- What is being asked -
List each line in the records below that contains the word "stand".
====== Data provided
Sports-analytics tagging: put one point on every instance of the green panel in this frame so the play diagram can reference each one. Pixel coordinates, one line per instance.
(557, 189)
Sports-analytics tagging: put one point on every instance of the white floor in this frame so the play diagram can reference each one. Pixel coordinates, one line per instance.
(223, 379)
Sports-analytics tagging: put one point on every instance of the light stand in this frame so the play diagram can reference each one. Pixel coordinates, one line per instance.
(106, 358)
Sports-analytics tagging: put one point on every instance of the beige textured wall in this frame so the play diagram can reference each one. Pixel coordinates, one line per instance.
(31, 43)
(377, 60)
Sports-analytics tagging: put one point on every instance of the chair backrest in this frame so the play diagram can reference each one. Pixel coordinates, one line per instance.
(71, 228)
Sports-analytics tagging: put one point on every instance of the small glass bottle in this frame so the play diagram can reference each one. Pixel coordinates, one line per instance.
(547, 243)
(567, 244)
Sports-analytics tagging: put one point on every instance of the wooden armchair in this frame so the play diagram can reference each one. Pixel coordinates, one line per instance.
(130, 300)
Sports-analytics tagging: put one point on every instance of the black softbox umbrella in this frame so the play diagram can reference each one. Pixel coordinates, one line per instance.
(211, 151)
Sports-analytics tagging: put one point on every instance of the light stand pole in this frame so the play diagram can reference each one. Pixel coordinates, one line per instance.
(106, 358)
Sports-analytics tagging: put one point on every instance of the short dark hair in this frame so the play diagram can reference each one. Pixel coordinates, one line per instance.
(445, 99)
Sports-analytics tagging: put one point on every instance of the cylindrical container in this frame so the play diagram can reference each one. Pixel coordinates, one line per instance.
============
====== Data provided
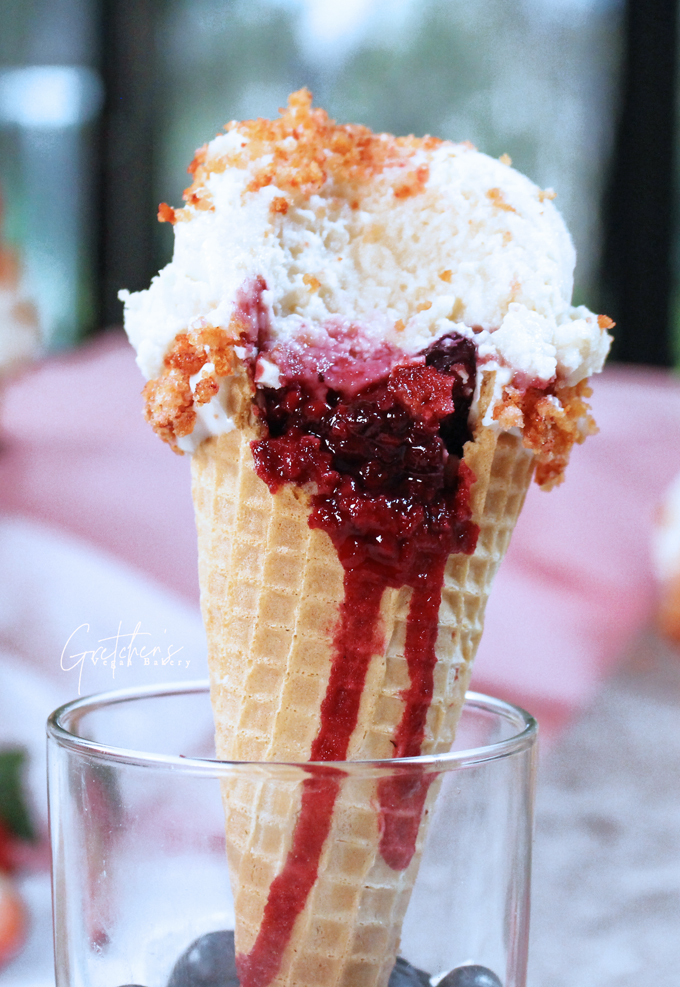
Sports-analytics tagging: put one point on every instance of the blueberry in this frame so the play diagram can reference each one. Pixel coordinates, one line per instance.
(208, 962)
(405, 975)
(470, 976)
============
- Expected output -
Sports-analytics tagging: put one point on every instance of the light stand in this frame so the play diagram can reference each one. Pixel coordinates, one line per instance.
Sports-analytics tagging: put one point on every instance of the light stand pole in this frame so the play diagram can reference each one. Pixel coordinates, one line per instance.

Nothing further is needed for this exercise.